::: Textauszug :::

Herr Schelling, hauen Sie endlich ordentlich auf den Ministerratstisch

Der IWF mahnt wieder einmal, wie seit vielen Jahren, Ausgabenreformen ein. Und die Regierung wird das wohl wieder, wie seit vielen Jahren, ignorieren.

Also: Österreich gibt für Gesundheit und Bildung deutlich mehr als vergleichbare Länder aus, ohne damit bessere Ergebnisse als die anderen zu erzielen – es hat also ein Problem mit effizientem Mitteleinsatz. Sagt der IWF. Sagen wir übrigens auch. Schon sehr lang. Und: Bei den Förderungen und Subventionen an Firmen und Haushalte könnte sehr viel eingespart werden, wenn es mehr Transparenz zwischen Bund, Ländern und Gemeinden zwecks Vermeidung von Parallel-, Doppel- und Dreifachförderungen gäbe. Sagt auch der IWF. Wir weisen übrigens auch schon sehr lang darauf hin, dass die in Österreich gelebte und von den Landeshauptleuten erbittert verteidigte Form des intransparenten Gamsbartföderalismus eine Geldvernichtungsmaschine allererster Güte ist.

Weiters: Die Pensionsaufwendungen ufern aus, weshalb es gescheit wäre, das Pensionsantrittsalter stärker an die steigende Lebenserwartung anzupassen, das Frauenpensionsalter deutlich schneller als geplant an das der Männer anzugleichen und die besonders generösen Teile des Pensionssystems anhand europäischer Best-Practice-Modelle zu adaptieren. Sagt auch der IWF. Unnötig anzumerken, dass uns die aus Washington eingeflogenen Kapazunder auch damit keine Neuigkeit erzählen.

::: Bereitgestellte Daten :::

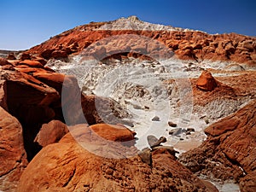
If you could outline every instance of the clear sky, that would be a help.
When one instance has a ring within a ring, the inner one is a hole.
[[[255,0],[0,0],[0,49],[26,49],[90,21],[140,20],[256,36]]]

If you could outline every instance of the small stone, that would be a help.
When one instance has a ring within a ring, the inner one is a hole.
[[[160,121],[160,118],[158,116],[154,116],[153,119],[152,119],[152,121]]]
[[[172,123],[172,121],[168,121],[168,125],[169,125],[169,126],[172,126],[172,127],[177,127],[177,124]]]

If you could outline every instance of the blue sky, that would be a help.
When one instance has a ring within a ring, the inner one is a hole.
[[[0,49],[26,49],[90,21],[142,20],[256,36],[254,0],[0,0]]]

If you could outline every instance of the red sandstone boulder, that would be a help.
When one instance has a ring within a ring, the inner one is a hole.
[[[208,71],[203,71],[196,83],[196,87],[206,91],[211,91],[214,90],[217,85],[216,80]]]
[[[21,176],[18,191],[218,191],[167,152],[152,154],[152,166],[137,152],[86,127],[73,128],[35,156]]]
[[[15,191],[27,165],[22,127],[16,118],[0,107],[0,190]]]
[[[67,126],[59,120],[52,120],[48,124],[43,124],[34,142],[41,147],[57,143],[68,132]]]
[[[0,57],[0,66],[11,65],[6,59]]]
[[[205,132],[207,139],[183,154],[180,161],[194,172],[234,179],[242,192],[255,191],[256,100],[213,123]]]
[[[22,53],[20,60],[24,61],[24,60],[31,60],[31,55],[28,53]]]
[[[99,137],[113,142],[134,142],[136,135],[136,132],[122,125],[96,124],[89,128]]]
[[[64,50],[55,50],[51,53],[51,57],[55,59],[67,58],[67,54]]]

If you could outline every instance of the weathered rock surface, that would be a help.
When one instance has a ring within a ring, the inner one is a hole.
[[[134,147],[77,127],[35,156],[18,191],[218,191],[207,188],[168,152],[153,154],[152,166],[136,154]]]
[[[60,120],[51,120],[43,124],[34,142],[41,147],[57,143],[68,132],[67,126]]]
[[[218,84],[211,73],[203,71],[197,80],[196,86],[200,90],[211,91],[218,86]]]
[[[121,119],[127,118],[128,113],[110,98],[94,95],[82,96],[83,113],[89,125],[96,123],[125,124]]]
[[[0,190],[15,191],[27,165],[20,122],[0,107]]]
[[[115,26],[116,20],[80,26],[51,38],[49,40],[32,48],[27,53],[39,55],[45,59],[59,56],[66,58],[68,55],[80,53],[84,49],[100,39],[116,35],[134,34],[160,41],[174,51],[180,59],[199,61],[204,60],[232,61],[238,63],[247,62],[249,65],[255,65],[255,38],[236,33],[210,35],[202,32],[183,30],[177,27],[168,30],[167,26],[167,28],[150,30],[152,24],[147,24],[148,26],[139,30],[137,27],[144,25],[146,22],[128,19],[127,20],[129,21],[127,25],[131,26],[129,29],[119,27],[119,24]],[[125,22],[127,22],[127,20],[125,20]],[[112,26],[108,27],[106,25]],[[124,25],[125,26],[125,24]],[[125,36],[124,38],[125,38]],[[132,49],[139,53],[150,53],[151,55],[154,55],[155,53],[161,55],[158,49],[159,45],[153,44],[154,46],[152,46],[149,44],[149,46],[144,46],[145,44],[140,42],[136,44],[136,47],[127,47],[126,45],[126,40],[120,41],[118,44],[119,50],[121,53],[128,53]],[[106,46],[99,48],[100,50],[95,50],[101,55],[105,55],[106,50],[108,50],[108,52],[110,55],[115,54],[111,51],[111,48],[113,49],[113,44],[108,45],[106,43]],[[165,55],[161,56],[165,56]],[[96,57],[100,58],[99,55]]]
[[[180,157],[192,172],[234,179],[241,191],[254,191],[256,156],[256,100],[208,126],[206,142]]]

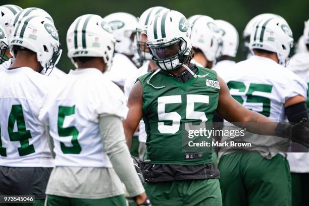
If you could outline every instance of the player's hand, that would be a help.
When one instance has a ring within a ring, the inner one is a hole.
[[[138,206],[151,206],[151,202],[145,192],[136,196],[135,201]]]
[[[287,138],[309,148],[309,127],[306,118],[296,124],[279,123],[275,129],[276,135]]]
[[[140,168],[140,164],[142,160],[134,156],[131,157],[132,160],[133,162],[133,165],[134,165],[134,168],[135,168],[135,170],[137,173],[137,175],[138,175],[138,177],[139,177],[139,179],[140,180],[142,184],[144,184],[145,183],[145,179],[144,179],[144,177],[143,177],[143,174]]]

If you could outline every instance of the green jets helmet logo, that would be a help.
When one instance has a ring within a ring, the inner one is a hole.
[[[178,28],[180,31],[185,32],[188,31],[189,28],[189,23],[185,18],[182,17],[179,21],[179,25]]]
[[[102,22],[101,23],[101,27],[109,33],[112,33],[113,32],[111,26],[106,22]]]
[[[0,28],[0,39],[5,38],[4,31]]]
[[[282,30],[285,32],[291,38],[293,38],[293,34],[292,33],[292,31],[290,27],[286,24],[282,24],[281,25],[281,29]]]
[[[56,30],[56,28],[52,25],[47,23],[44,24],[44,27],[49,34],[52,35],[53,38],[57,40],[59,40],[59,36],[58,36],[58,32]]]
[[[219,33],[220,31],[219,28],[217,26],[214,22],[209,22],[207,23],[207,26],[210,29],[216,33]]]
[[[120,29],[124,26],[124,23],[119,20],[112,21],[109,24],[113,30]]]

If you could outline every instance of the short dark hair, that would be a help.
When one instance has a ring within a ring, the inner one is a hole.
[[[87,62],[92,60],[94,58],[94,57],[78,57],[73,58],[73,60],[75,62],[78,61],[82,63],[85,63]]]
[[[253,48],[253,52],[254,53],[264,53],[267,54],[268,55],[271,55],[272,54],[275,54],[273,52],[268,51],[267,50],[262,49],[261,48]]]
[[[19,50],[23,50],[23,51],[25,51],[25,52],[28,52],[29,53],[30,53],[31,54],[36,54],[34,52],[29,49],[27,48],[25,48],[23,46],[18,46],[18,45],[14,45],[13,48],[12,48],[12,50],[13,52],[13,54],[14,54],[14,56],[15,57],[16,57],[17,56],[17,53],[18,52],[18,51]]]

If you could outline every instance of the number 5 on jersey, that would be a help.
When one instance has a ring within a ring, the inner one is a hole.
[[[64,143],[60,142],[62,152],[65,154],[79,154],[81,147],[77,140],[78,130],[74,126],[63,127],[63,123],[66,116],[74,115],[75,113],[75,106],[72,107],[59,106],[58,112],[58,134],[60,137],[72,136],[71,143],[72,146],[67,146]]]

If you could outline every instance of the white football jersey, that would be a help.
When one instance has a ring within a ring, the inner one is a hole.
[[[124,86],[127,79],[137,71],[135,65],[125,55],[115,53],[111,70],[105,72],[104,76],[118,85]]]
[[[38,117],[51,88],[48,78],[28,67],[0,75],[0,165],[52,167],[44,126]]]
[[[49,125],[55,165],[112,167],[104,151],[99,115],[125,118],[124,95],[97,69],[71,70],[44,101],[39,119]]]
[[[297,53],[294,55],[291,58],[288,69],[302,78],[309,86],[309,52]],[[308,94],[309,92],[307,93]],[[307,99],[307,107],[309,111],[309,99]],[[291,152],[288,154],[287,158],[291,172],[309,172],[308,153]]]
[[[276,122],[286,121],[284,105],[289,98],[307,96],[307,86],[301,79],[267,58],[252,56],[219,76],[234,98]]]
[[[218,62],[212,69],[216,71],[218,75],[221,76],[221,74],[225,72],[227,70],[231,69],[235,64],[236,62],[233,61],[222,60]]]
[[[66,75],[67,74],[65,72],[55,67],[50,74],[48,75],[48,77],[53,78],[54,82],[57,82]]]

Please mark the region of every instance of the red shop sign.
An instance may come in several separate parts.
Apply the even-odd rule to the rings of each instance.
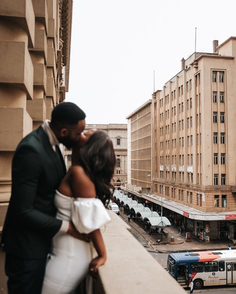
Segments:
[[[226,220],[235,220],[236,215],[226,215]]]
[[[188,217],[188,218],[189,217],[189,213],[187,213],[187,212],[183,211],[183,215],[184,216],[185,216],[185,217]]]

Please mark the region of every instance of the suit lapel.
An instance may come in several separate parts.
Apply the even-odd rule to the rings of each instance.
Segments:
[[[58,173],[58,175],[61,178],[66,173],[66,166],[62,154],[61,154],[61,152],[60,152],[61,158],[59,158],[56,152],[52,148],[52,147],[50,143],[48,136],[44,132],[42,127],[39,127],[37,130],[45,149],[49,155],[51,160],[53,162],[57,173]]]

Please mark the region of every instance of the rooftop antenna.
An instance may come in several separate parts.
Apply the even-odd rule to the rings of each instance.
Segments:
[[[197,28],[195,28],[195,52],[196,53],[196,44],[197,43]]]
[[[155,71],[153,71],[153,93],[155,93]]]

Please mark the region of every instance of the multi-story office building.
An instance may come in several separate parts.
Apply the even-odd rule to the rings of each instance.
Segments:
[[[88,125],[85,130],[102,130],[111,138],[114,147],[117,164],[114,171],[113,184],[119,186],[127,182],[127,125]],[[64,148],[64,158],[67,168],[71,165],[71,150]]]
[[[128,183],[150,192],[151,177],[151,112],[149,100],[128,115]]]
[[[1,1],[0,226],[16,147],[68,91],[72,10],[72,0]]]
[[[152,191],[206,241],[236,238],[236,37],[213,44],[152,100]]]

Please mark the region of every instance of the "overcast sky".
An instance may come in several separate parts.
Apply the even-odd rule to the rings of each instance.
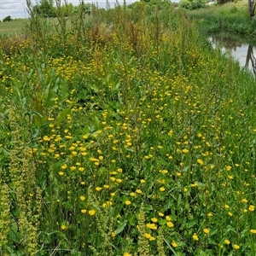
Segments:
[[[122,4],[123,1],[119,1]],[[136,0],[126,0],[126,3],[131,3]],[[32,0],[33,4],[36,4],[36,0]],[[67,3],[72,3],[74,5],[79,3],[79,0],[67,0]],[[84,0],[84,3],[98,3],[99,7],[106,6],[106,0]],[[109,0],[109,3],[113,6],[114,0]],[[0,0],[0,20],[3,20],[6,16],[10,15],[15,18],[27,18],[26,11],[26,0]]]

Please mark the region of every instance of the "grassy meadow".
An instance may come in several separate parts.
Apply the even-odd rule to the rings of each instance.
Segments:
[[[0,255],[254,256],[255,78],[172,6],[58,19],[0,41]]]

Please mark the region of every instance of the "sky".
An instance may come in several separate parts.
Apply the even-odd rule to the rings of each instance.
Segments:
[[[122,0],[119,1],[120,4],[123,3]],[[126,0],[126,3],[131,3],[136,0]],[[32,4],[36,4],[36,0],[32,0]],[[67,0],[74,5],[79,4],[79,0]],[[104,8],[106,6],[106,0],[84,0],[84,3],[97,3],[98,6]],[[109,0],[109,3],[113,6],[115,1]],[[0,20],[6,16],[10,15],[12,19],[15,18],[27,18],[28,15],[26,10],[26,0],[0,0]]]

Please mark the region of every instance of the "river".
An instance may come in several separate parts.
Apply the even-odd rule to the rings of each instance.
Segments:
[[[223,53],[230,52],[241,67],[249,70],[256,76],[256,46],[243,43],[238,39],[222,36],[208,38],[213,48],[218,48]]]

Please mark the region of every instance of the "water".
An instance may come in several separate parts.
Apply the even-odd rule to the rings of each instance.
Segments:
[[[238,39],[214,36],[208,38],[213,48],[218,48],[223,53],[230,52],[238,61],[242,68],[249,70],[256,76],[256,47]]]

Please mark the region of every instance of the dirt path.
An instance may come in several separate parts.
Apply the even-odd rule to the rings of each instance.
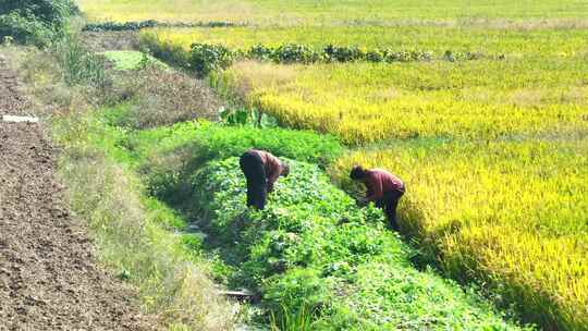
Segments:
[[[95,263],[56,182],[56,150],[0,53],[0,330],[150,330],[133,294]]]

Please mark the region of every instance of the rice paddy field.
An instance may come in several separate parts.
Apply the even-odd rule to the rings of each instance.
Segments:
[[[210,83],[283,125],[338,136],[353,164],[405,180],[402,232],[448,277],[544,330],[588,330],[588,16],[584,1],[81,1],[95,21],[228,21],[143,42],[329,44],[429,61],[237,61]],[[471,52],[477,59],[446,59]]]
[[[585,24],[588,4],[581,0],[77,0],[90,21],[163,22],[226,21],[255,25],[397,24],[399,21],[443,24],[511,24],[532,20],[542,24]],[[546,23],[548,19],[549,23]]]

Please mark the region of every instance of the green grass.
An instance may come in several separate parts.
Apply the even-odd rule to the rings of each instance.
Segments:
[[[357,208],[316,166],[290,162],[262,212],[245,207],[236,158],[195,172],[189,197],[193,214],[208,216],[210,245],[237,266],[233,281],[260,291],[286,329],[517,329],[474,293],[414,269],[381,211]]]
[[[100,261],[138,290],[145,312],[170,330],[232,328],[236,310],[211,281],[215,262],[125,166],[123,132],[82,115],[59,119],[53,134],[72,209],[88,223]]]
[[[277,47],[304,44],[321,49],[329,44],[367,49],[481,51],[490,54],[558,56],[586,53],[586,29],[503,29],[443,26],[294,26],[154,28],[142,35],[189,47],[192,42],[221,44],[247,50],[262,44]],[[548,42],[549,41],[549,42]]]
[[[114,70],[139,70],[147,65],[167,69],[168,65],[156,58],[139,51],[112,50],[102,53],[108,61],[114,64]]]

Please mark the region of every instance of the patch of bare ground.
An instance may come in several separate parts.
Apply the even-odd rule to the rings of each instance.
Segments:
[[[224,102],[201,79],[176,71],[148,68],[121,72],[114,79],[117,95],[132,101],[124,126],[149,128],[195,119],[218,119]]]
[[[0,115],[38,115],[0,54]],[[102,271],[57,182],[42,124],[0,122],[0,330],[154,330]]]

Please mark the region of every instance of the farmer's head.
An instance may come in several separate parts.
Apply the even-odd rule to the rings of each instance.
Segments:
[[[354,166],[350,173],[350,177],[354,181],[363,181],[367,175],[367,170],[362,166]]]
[[[287,164],[286,162],[282,162],[282,173],[281,173],[284,177],[287,177],[287,175],[290,174],[290,164]]]

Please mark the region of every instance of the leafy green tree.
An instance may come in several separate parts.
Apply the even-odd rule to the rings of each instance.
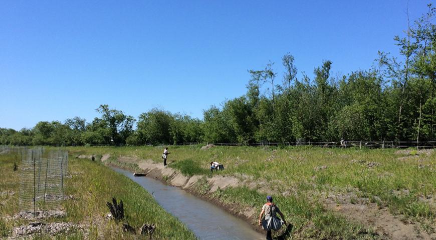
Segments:
[[[111,142],[116,145],[125,143],[126,139],[131,134],[135,118],[124,114],[122,111],[110,109],[107,104],[102,104],[96,110],[102,114],[102,119],[110,133]]]
[[[235,142],[236,137],[227,116],[215,106],[203,112],[204,140],[209,142]]]
[[[172,142],[170,126],[173,118],[169,112],[153,108],[139,116],[137,131],[145,142],[152,144]]]

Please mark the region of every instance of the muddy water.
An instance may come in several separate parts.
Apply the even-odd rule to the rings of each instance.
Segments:
[[[154,196],[167,212],[178,218],[200,239],[265,239],[245,222],[212,204],[177,188],[148,178],[135,177],[131,172],[112,168],[137,182]]]

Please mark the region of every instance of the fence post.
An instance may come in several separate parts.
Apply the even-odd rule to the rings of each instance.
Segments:
[[[62,166],[62,161],[64,159],[61,160],[61,182],[62,184],[62,200],[64,200],[64,168]]]
[[[33,216],[35,218],[36,214],[36,192],[35,192],[36,190],[36,189],[35,189],[35,184],[36,184],[36,169],[35,169],[35,167],[36,166],[35,164],[35,157],[33,156],[33,150],[31,150],[31,152],[32,152],[31,156],[32,160],[33,160]]]

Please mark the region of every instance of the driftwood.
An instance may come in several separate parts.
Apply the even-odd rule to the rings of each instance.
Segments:
[[[106,204],[115,220],[120,220],[124,218],[124,206],[122,200],[120,200],[120,204],[118,204],[117,200],[112,198],[112,203],[108,202]]]
[[[129,225],[129,224],[127,222],[123,224],[123,230],[132,234],[136,233],[136,231],[135,230],[135,228],[134,228],[133,226]]]
[[[156,226],[151,224],[145,224],[142,225],[141,228],[141,235],[148,235],[148,238],[151,239],[151,236],[153,232],[154,232],[154,229],[156,228]]]

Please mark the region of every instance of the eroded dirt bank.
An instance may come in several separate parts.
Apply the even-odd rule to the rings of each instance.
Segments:
[[[104,156],[105,160],[110,157],[108,154]],[[265,186],[268,184],[265,184],[265,182],[254,181],[250,176],[223,176],[214,174],[212,176],[198,175],[187,176],[183,176],[177,170],[170,167],[164,168],[162,164],[155,163],[151,160],[119,156],[117,160],[122,163],[136,163],[146,176],[154,178],[170,186],[180,188],[199,198],[212,202],[247,221],[253,226],[254,228],[261,232],[263,231],[257,224],[260,206],[254,208],[226,204],[221,202],[219,198],[214,197],[214,192],[228,187],[245,186],[251,189],[256,189],[266,194],[294,194],[291,190],[285,192],[279,192],[277,189]],[[351,197],[354,198],[354,196]],[[345,195],[332,196],[330,194],[325,194],[318,199],[326,208],[331,210],[355,222],[361,224],[367,228],[373,229],[380,239],[436,239],[436,234],[427,234],[414,223],[404,220],[402,216],[394,216],[386,208],[380,208],[376,204],[369,202],[368,199],[358,198],[355,202],[351,204],[348,199],[350,198],[350,196]],[[280,236],[283,232],[278,234],[278,236]],[[299,238],[302,238],[302,236],[298,236],[299,232],[295,232],[294,234],[297,238],[299,236],[300,237]]]

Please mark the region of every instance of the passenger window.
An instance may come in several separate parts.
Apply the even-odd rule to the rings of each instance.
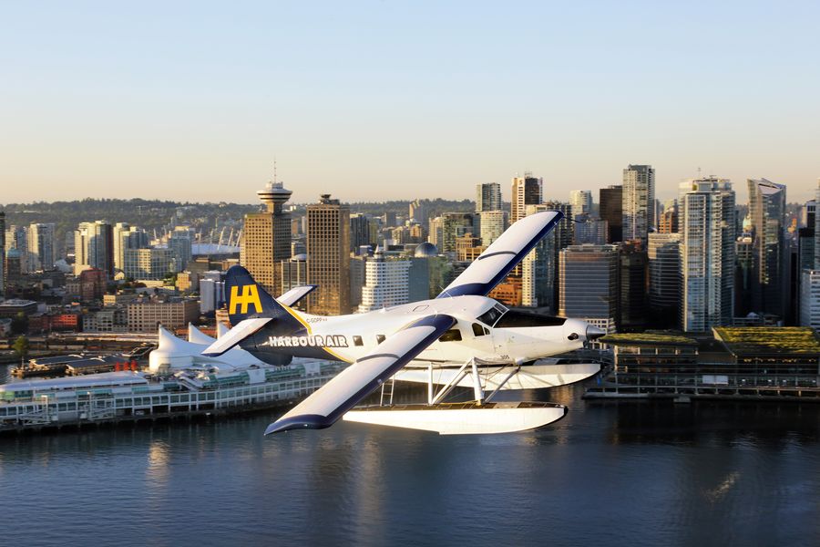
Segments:
[[[457,328],[451,328],[441,335],[439,342],[458,342],[461,340],[461,331]]]

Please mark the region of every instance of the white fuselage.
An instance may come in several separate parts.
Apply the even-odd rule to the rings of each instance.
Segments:
[[[576,319],[551,326],[493,327],[488,324],[492,321],[485,323],[479,318],[494,307],[506,311],[492,298],[472,295],[425,300],[335,317],[290,310],[305,325],[308,335],[270,336],[261,346],[268,346],[269,351],[297,356],[300,347],[321,346],[340,360],[354,362],[371,353],[394,333],[431,314],[450,315],[456,323],[415,359],[415,365],[461,364],[472,358],[521,364],[578,349],[586,339],[588,325]]]

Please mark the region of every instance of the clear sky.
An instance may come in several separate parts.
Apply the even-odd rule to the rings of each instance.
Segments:
[[[0,0],[0,202],[820,177],[820,3]],[[595,192],[597,201],[597,192]]]

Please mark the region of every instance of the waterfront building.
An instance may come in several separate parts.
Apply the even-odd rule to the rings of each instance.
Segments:
[[[53,270],[56,262],[53,222],[32,222],[28,225],[26,263],[29,272]]]
[[[559,315],[615,332],[618,254],[616,245],[570,245],[560,252]]]
[[[647,234],[655,225],[655,170],[651,165],[623,170],[621,200],[623,240],[640,240],[646,249]]]
[[[820,270],[803,270],[800,275],[800,325],[820,329]]]
[[[438,249],[441,247],[443,238],[444,219],[440,216],[436,217],[435,219],[430,219],[427,224],[429,226],[427,229],[427,243]]]
[[[114,268],[125,270],[126,249],[145,249],[149,246],[148,233],[128,222],[117,222],[112,230],[114,237]]]
[[[364,262],[364,286],[359,313],[410,302],[410,261],[385,256],[380,250]]]
[[[589,214],[575,214],[573,209],[573,245],[591,243],[605,245],[607,243],[607,222]]]
[[[501,209],[501,185],[486,182],[476,185],[476,212],[499,211]]]
[[[675,233],[678,232],[678,201],[669,200],[658,218],[659,233]]]
[[[524,218],[527,214],[528,205],[538,205],[542,201],[542,179],[537,179],[532,176],[532,173],[528,172],[524,173],[523,177],[513,178],[509,214],[510,223]]]
[[[190,226],[177,226],[168,238],[168,248],[173,251],[176,260],[177,272],[181,272],[188,267],[191,259],[191,246],[193,244],[194,232]],[[290,244],[290,239],[288,239]]]
[[[191,293],[200,290],[200,274],[195,272],[179,272],[177,274],[177,289],[181,293]]]
[[[330,194],[307,206],[307,279],[318,285],[307,309],[318,315],[341,315],[350,304],[350,207]]]
[[[599,191],[600,219],[607,223],[607,243],[623,241],[623,186]]]
[[[364,245],[372,245],[370,239],[370,220],[363,212],[350,215],[350,250],[355,251]]]
[[[649,306],[652,324],[676,325],[681,305],[680,233],[650,233],[647,249],[649,265]]]
[[[569,204],[576,215],[592,214],[592,191],[589,190],[570,190]]]
[[[681,326],[688,332],[732,325],[734,308],[734,191],[726,179],[682,184]]]
[[[642,329],[649,318],[647,252],[638,241],[620,245],[618,330]]]
[[[106,221],[80,222],[74,232],[74,274],[97,268],[108,275],[114,273],[114,231]]]
[[[507,230],[507,213],[501,210],[483,211],[478,216],[481,244],[489,247]]]
[[[414,200],[407,208],[407,214],[410,220],[415,220],[420,224],[427,222],[427,207],[425,203],[420,200]]]
[[[0,211],[0,298],[5,294],[5,212]]]
[[[752,219],[751,308],[786,316],[788,253],[785,249],[786,187],[765,179],[747,180]]]
[[[210,314],[225,304],[225,282],[222,273],[205,272],[200,280],[200,313]]]
[[[282,182],[268,182],[256,192],[265,211],[246,214],[242,227],[240,263],[271,294],[282,294],[279,267],[291,257],[291,214],[284,204],[292,193]]]
[[[527,214],[550,211],[548,204],[528,205]],[[559,230],[560,224],[555,230]],[[541,238],[536,246],[521,261],[521,305],[528,307],[548,307],[553,313],[558,310],[556,302],[556,274],[558,273],[558,253],[556,242],[560,238],[555,230]]]
[[[441,244],[436,245],[441,253],[456,255],[456,240],[466,233],[475,233],[473,214],[469,212],[446,212],[441,215]]]
[[[171,330],[187,328],[200,316],[197,302],[190,299],[133,302],[127,310],[128,330],[140,333],[156,332],[159,325]]]
[[[178,270],[177,252],[172,249],[125,249],[123,273],[126,277],[158,281]]]

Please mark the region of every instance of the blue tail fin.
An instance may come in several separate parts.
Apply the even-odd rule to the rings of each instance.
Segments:
[[[225,299],[231,325],[239,325],[245,319],[272,317],[277,331],[295,334],[304,329],[302,322],[253,281],[251,273],[242,266],[231,266],[228,270]]]

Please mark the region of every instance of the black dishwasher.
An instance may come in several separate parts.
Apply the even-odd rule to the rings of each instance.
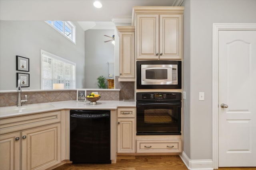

:::

| Zu erledigen |
Führen Sie bitte den Kommentar zu den Reformmahnungen des IWF an Österreich nach seinem letzten Satz weiter.

| Ergebnis der Übung |
Allerdings: Der IWF kann nichts dafür. Die jährlichen „Konsultationen“ laufen überall so ab, dass IWF-Experten einfallen, mit Regierungs- und Notenbankvertretern aktuelle Probleme besprechen, diese dann in ein gemeinsames Papier mit vielen „man könnte“, „man sollte“ und „man müsste“ gießen und wieder abzischen. Die Regierung pickt sich dann ein paar vorsorglich ins Papier eingestreute Rosen heraus (in diesem Fall bietet sich die Anmerkung, dass Österreich „Schritte in die richtige Richtung“ gesetzt habe, an) – und dann ist wieder für ein Jahr Ruhe.

Wie gesagt: Der IWF kann nichts dafür, dass diese Papiere seit vielen Jahren fast wortident die gleichen ungelösten Probleme auflisten. Manche dieser Probleme warten unterdessen schon so lang auf Lösungen, dass sie selbst unter den IWF-Vorgaben für das Antrittsalter schön langsam pensionsreif werden. Sehr wohl muss man aber die Regierung in die Pflicht nehmen. Einmal im Jahr in den IWF-Spiegel zu schauen und diesen dann mit der Bemerkung „Könnte besser aussehen“ wieder wegzulegen ist leider entschieden zu wenig.

Gefordert ist da vor allem der Finanzminister, der, wie man an seinen öffentlichen Aussagen ablesen kann, ja durchaus über entsprechendes Problembewusstsein verfügt. Er sollte vielleicht dazu übergehen, statt öffentlich Reformen einzumahnen lieber ordentlich auf den Ministerratstisch zu hauen und diese dort kategorisch einzufordern.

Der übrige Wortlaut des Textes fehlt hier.